[[ Extracted information open ]]

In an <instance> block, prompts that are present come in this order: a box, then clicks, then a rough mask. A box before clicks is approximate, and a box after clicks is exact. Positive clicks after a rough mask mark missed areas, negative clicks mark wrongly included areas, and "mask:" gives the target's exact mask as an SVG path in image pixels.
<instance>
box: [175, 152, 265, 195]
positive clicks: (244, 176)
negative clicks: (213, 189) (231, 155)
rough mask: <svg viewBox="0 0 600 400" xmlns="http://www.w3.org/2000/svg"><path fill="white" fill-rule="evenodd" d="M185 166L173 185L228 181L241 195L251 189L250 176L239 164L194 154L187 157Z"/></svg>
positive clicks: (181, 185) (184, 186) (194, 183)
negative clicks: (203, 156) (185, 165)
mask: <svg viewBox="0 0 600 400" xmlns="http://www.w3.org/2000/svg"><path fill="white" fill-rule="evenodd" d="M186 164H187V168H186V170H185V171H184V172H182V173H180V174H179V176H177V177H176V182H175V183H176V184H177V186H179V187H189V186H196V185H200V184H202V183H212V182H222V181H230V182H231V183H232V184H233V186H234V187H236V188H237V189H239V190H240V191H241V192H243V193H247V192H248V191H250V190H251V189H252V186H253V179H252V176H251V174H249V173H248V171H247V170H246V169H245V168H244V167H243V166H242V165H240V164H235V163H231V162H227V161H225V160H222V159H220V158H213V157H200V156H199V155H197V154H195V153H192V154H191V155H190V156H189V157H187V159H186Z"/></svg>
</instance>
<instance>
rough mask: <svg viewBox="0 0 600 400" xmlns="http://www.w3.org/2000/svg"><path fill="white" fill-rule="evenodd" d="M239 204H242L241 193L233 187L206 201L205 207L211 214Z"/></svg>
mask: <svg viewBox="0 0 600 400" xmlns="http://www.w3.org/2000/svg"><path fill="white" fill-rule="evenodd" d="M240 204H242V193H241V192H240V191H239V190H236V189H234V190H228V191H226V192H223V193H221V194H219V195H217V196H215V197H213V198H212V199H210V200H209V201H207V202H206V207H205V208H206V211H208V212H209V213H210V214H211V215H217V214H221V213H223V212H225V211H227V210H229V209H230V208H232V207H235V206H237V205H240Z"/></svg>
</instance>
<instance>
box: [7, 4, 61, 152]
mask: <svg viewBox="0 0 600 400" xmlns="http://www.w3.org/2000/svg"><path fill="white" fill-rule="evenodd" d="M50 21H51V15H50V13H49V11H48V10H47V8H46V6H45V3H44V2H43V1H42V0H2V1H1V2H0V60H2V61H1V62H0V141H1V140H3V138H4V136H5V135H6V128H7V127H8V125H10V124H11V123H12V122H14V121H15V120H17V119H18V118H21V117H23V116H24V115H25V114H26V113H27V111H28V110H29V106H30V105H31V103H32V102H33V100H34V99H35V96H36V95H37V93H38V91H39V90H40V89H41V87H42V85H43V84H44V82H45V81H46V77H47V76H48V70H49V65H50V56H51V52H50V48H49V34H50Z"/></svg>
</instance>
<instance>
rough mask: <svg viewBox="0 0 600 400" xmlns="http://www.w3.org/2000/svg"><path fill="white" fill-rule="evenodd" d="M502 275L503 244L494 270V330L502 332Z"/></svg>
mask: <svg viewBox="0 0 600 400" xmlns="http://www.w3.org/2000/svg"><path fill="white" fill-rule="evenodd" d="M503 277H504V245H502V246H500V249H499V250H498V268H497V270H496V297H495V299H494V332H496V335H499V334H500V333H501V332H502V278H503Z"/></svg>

[[ Extracted information closed ]]

Find every line in the data above that contains the string "rough", matching case exactly, and copy each of those lines in full.

In an <instance> block, prompts that are present come in this order: a box, then clicks, then a rough mask. A box before clicks is approximate, and a box after clicks is exact. Positive clicks after a rough mask mark missed areas, negative clicks mark wrongly included areas, and "mask:" gives the target's exact mask as an SVG path in image pixels.
rough mask: <svg viewBox="0 0 600 400" xmlns="http://www.w3.org/2000/svg"><path fill="white" fill-rule="evenodd" d="M185 166L173 185L228 181L241 195L251 189L250 176L239 164L194 154L187 157Z"/></svg>
rough mask: <svg viewBox="0 0 600 400" xmlns="http://www.w3.org/2000/svg"><path fill="white" fill-rule="evenodd" d="M239 204H242L241 193L233 187L206 201L205 207L211 214Z"/></svg>
rough mask: <svg viewBox="0 0 600 400" xmlns="http://www.w3.org/2000/svg"><path fill="white" fill-rule="evenodd" d="M502 275L503 244L494 270V330L502 332Z"/></svg>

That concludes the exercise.